>> BEGIN

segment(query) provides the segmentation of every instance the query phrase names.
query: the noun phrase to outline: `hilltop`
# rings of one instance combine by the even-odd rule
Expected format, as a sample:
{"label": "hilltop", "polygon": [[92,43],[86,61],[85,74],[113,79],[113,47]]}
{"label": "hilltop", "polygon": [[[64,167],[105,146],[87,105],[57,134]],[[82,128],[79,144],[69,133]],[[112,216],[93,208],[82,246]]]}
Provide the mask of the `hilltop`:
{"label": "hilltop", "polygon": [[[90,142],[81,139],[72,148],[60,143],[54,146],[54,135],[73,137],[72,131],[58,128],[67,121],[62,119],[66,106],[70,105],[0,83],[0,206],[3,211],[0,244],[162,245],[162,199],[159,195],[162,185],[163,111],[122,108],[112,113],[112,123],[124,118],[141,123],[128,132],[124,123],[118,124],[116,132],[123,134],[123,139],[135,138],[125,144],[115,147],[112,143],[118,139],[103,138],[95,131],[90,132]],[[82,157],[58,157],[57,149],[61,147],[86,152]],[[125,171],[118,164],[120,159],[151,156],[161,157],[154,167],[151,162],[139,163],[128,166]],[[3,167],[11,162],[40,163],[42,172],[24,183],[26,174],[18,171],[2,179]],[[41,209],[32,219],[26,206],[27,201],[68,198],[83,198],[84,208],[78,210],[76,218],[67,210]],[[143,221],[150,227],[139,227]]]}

>> END

Problem to work on: Print every line of the entries above word for word, leaving nothing out and changing nothing.

Response for this exercise:
segment(query) provides the segmentation of every instance the query phrase names.
query: the noun phrase to outline: `hilltop`
# rings of one instance combine by the even-odd rule
Expected format, as a sample:
{"label": "hilltop", "polygon": [[92,43],[86,61],[85,74],[113,79],[113,47]]}
{"label": "hilltop", "polygon": [[[64,167],[105,146],[87,105],[57,134]],[[82,128],[79,144],[69,133]],[[112,216],[93,208],[82,246]]]}
Provide the mask of the `hilltop`:
{"label": "hilltop", "polygon": [[[90,142],[81,139],[72,148],[60,143],[54,146],[54,135],[73,137],[72,131],[58,128],[67,121],[62,119],[66,106],[70,105],[0,83],[0,206],[3,211],[0,244],[162,245],[162,199],[159,195],[162,185],[163,111],[122,108],[112,113],[112,123],[124,118],[141,123],[128,132],[124,123],[118,124],[116,132],[123,134],[123,139],[135,138],[125,144],[115,147],[112,143],[118,139],[103,138],[95,131],[90,132]],[[82,157],[58,157],[57,149],[61,147],[86,152]],[[125,171],[118,164],[120,159],[151,156],[161,157],[154,167],[151,162],[139,163],[128,166]],[[3,167],[11,162],[40,163],[42,172],[24,183],[26,174],[18,171],[2,179]],[[41,209],[32,219],[26,206],[27,201],[68,198],[83,198],[84,208],[78,210],[76,218],[67,210]],[[143,221],[150,227],[139,227]]]}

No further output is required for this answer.